Please list every line of the data below that contains the word "slice", copying each one in full. Case counts when matching.

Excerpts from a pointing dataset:

# # # #

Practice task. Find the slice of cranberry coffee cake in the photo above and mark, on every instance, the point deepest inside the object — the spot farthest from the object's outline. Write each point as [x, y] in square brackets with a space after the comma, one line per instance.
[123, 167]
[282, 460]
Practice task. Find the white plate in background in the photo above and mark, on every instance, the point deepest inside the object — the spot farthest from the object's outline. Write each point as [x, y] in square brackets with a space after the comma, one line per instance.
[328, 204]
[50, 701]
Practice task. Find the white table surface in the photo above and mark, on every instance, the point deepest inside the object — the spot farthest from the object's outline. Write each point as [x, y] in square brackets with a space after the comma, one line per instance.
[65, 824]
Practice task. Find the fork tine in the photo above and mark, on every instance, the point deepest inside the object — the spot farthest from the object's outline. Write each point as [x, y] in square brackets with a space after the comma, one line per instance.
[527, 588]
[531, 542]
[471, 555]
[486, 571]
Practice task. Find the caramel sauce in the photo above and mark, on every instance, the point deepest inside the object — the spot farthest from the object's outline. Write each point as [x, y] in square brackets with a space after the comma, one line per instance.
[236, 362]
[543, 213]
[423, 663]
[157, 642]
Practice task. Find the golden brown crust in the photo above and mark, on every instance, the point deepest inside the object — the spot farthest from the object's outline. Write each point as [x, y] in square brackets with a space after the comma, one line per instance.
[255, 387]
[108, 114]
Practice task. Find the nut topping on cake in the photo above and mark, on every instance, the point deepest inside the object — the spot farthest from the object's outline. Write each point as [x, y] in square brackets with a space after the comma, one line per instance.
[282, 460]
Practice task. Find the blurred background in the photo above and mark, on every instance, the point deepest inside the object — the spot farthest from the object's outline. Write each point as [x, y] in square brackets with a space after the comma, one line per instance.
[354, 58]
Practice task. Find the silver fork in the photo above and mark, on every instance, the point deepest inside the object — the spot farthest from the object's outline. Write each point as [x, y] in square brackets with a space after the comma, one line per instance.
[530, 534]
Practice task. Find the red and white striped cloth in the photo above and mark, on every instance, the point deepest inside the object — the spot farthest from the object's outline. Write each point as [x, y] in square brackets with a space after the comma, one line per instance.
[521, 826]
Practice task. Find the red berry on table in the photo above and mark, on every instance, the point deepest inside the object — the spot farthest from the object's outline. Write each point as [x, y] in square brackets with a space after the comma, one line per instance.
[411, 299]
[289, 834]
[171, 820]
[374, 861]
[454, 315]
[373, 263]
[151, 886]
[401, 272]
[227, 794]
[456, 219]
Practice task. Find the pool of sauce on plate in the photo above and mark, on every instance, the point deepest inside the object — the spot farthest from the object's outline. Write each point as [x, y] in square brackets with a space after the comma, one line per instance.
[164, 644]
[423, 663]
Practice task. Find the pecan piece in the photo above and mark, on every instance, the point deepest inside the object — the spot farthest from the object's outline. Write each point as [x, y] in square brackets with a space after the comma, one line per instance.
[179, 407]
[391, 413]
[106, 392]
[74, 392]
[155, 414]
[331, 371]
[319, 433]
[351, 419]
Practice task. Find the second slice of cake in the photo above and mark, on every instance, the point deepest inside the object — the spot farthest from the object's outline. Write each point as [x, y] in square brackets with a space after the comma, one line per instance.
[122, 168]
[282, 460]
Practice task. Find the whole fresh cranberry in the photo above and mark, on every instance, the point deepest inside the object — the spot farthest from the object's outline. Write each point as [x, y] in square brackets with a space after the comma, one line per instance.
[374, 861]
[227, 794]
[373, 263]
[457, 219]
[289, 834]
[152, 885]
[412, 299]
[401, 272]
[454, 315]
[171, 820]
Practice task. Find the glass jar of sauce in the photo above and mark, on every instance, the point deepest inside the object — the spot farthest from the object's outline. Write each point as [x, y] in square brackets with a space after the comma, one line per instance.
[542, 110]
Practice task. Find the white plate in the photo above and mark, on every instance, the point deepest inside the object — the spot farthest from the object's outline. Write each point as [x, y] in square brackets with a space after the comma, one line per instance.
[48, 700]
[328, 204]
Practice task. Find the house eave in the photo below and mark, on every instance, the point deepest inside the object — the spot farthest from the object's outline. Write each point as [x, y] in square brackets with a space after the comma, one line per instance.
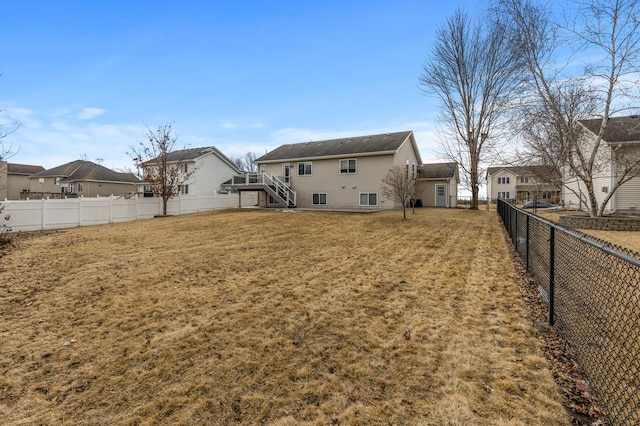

# # # #

§ Output for this exercise
Practice task. Find the slice of cranberry coffee cake in the photo above and mark, on every instance, the point deepest inside the object — the spot farthest from the object's outline. Write each point as [x, y] in square brackets with a space after the comma, one line per instance.
Practice task. Find the second slice of cake in the photo above and mark, on every instance, the point deepest inside the object — the spot farthest from the object's outline. Write each point as [x, y] in square brackets with a space after the comma, one line per instance.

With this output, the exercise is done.